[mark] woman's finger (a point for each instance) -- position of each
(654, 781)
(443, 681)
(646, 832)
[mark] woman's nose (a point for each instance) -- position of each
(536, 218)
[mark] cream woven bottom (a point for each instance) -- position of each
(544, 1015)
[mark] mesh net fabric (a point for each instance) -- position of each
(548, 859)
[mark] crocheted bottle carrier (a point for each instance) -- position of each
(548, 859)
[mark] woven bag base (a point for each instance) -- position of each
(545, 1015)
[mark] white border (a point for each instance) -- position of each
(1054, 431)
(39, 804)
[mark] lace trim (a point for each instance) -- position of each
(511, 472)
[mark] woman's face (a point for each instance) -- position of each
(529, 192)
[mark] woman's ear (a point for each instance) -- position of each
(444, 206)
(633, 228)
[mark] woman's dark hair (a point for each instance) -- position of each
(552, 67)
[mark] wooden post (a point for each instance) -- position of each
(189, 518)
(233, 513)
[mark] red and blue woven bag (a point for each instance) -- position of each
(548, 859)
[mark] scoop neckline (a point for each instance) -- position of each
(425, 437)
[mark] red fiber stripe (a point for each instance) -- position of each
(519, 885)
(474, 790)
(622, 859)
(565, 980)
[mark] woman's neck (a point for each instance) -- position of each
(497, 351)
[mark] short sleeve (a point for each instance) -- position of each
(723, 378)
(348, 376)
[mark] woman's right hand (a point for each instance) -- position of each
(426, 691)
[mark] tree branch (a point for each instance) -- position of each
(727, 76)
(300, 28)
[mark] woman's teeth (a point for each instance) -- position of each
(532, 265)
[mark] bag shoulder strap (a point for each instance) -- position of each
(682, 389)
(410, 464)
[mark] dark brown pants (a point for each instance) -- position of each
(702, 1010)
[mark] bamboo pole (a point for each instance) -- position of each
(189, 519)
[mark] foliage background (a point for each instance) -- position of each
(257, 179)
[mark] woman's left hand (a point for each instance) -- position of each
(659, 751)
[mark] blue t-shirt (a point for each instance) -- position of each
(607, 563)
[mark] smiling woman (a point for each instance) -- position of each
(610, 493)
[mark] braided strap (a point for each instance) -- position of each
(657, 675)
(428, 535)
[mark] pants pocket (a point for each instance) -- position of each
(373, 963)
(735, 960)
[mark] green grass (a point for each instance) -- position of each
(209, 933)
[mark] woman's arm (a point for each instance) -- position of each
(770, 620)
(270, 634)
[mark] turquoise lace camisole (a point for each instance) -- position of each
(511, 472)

> Exercise task
Format the entries above as a JSON list of strings, one string per line, leaving out any blank lines.

> Written reply
[
  "[mark] woman's finger (a point for each instance) -- position of each",
  "(654, 781)",
  "(443, 681)",
  "(646, 832)",
  "[mark] woman's nose (a point for each instance) -- position of each",
  "(536, 218)",
  "[mark] cream woven bottom (a point for each instance) -- position of each",
  "(544, 1015)",
  "[mark] mesh net fabric (a point for each instance) -- position of each",
  "(548, 859)",
  "[mark] crocheted bottle carrier (a point for each instance) -- position of each",
  "(548, 859)",
  "[mark] woven bag base (a point for each instance) -- position of each",
  "(545, 1015)",
  "[mark] white border (a point for each instance) -- position of each",
  "(1054, 431)",
  "(39, 804)",
  "[mark] lace trim (a point for each instance) -- position of each",
  "(511, 472)",
  "[mark] woman's face (a point for each instance) -- position of each",
  "(529, 192)",
  "[mark] woman's ear (a point for each instance) -- position of each",
  "(444, 206)",
  "(633, 228)",
  "[mark] woman's dark hair (a point for each instance) -- position of each",
  "(552, 67)",
  "[mark] wooden post (a point for each instance) -- position of each",
  "(189, 518)",
  "(233, 513)",
  "[mark] red and blue woven bag (a point for each instance) -- position of each",
  "(548, 859)",
  "[mark] scoop neckline (a point for each instance) -- position of each",
  "(425, 437)",
  "[mark] red fiber stripe (a point for each instance) -- position of each",
  "(519, 885)",
  "(474, 790)",
  "(622, 859)",
  "(565, 980)",
  "[mark] woman's neck (a point for each instance) -- position of each",
  "(497, 351)",
  "[mark] short sleeve (a point for each instance) -- position of each",
  "(723, 378)",
  "(348, 376)",
  "[mark] woman's right hand (a point for each instance) -- position of each",
  "(426, 691)",
  "[mark] tree branch (a point for each instance) -- position of each",
  "(727, 76)",
  "(300, 28)",
  "[mark] woman's teeth (a point for each instance) -- position of each",
  "(532, 265)",
  "[mark] bag shoulder strap (a point for each instance) -- position of each",
  "(682, 389)",
  "(410, 464)",
  "[mark] dark brown pants (a point for each instance) -- position of each",
  "(702, 1010)",
  "[mark] bamboo pole (a point for each instance) -- position of each",
  "(189, 519)",
  "[mark] foliage background (a point for each instance) -- position of each",
  "(257, 179)",
  "[mark] woman's left hand (a point for each instance) -- position of each",
  "(659, 751)",
  "[mark] blue t-shirt (a point for each instance) -- position of each",
  "(607, 563)",
  "[mark] smiling woman (a point for each instance) -- position of each",
  "(610, 493)",
  "[mark] braided strap (a point for each instance) -- position of each",
  "(657, 675)",
  "(428, 535)",
  "[mark] pants pocket (a point for each instance) -- position of each",
  "(373, 963)",
  "(735, 960)",
  "[mark] green grass (a point for each instance) -- position of each",
  "(209, 933)",
  "[mark] woman's arm (a point for each instance) -- position of each",
  "(770, 620)",
  "(270, 634)",
  "[mark] turquoise lace camisole (a point for each instance) -- position of each",
  "(511, 472)"
]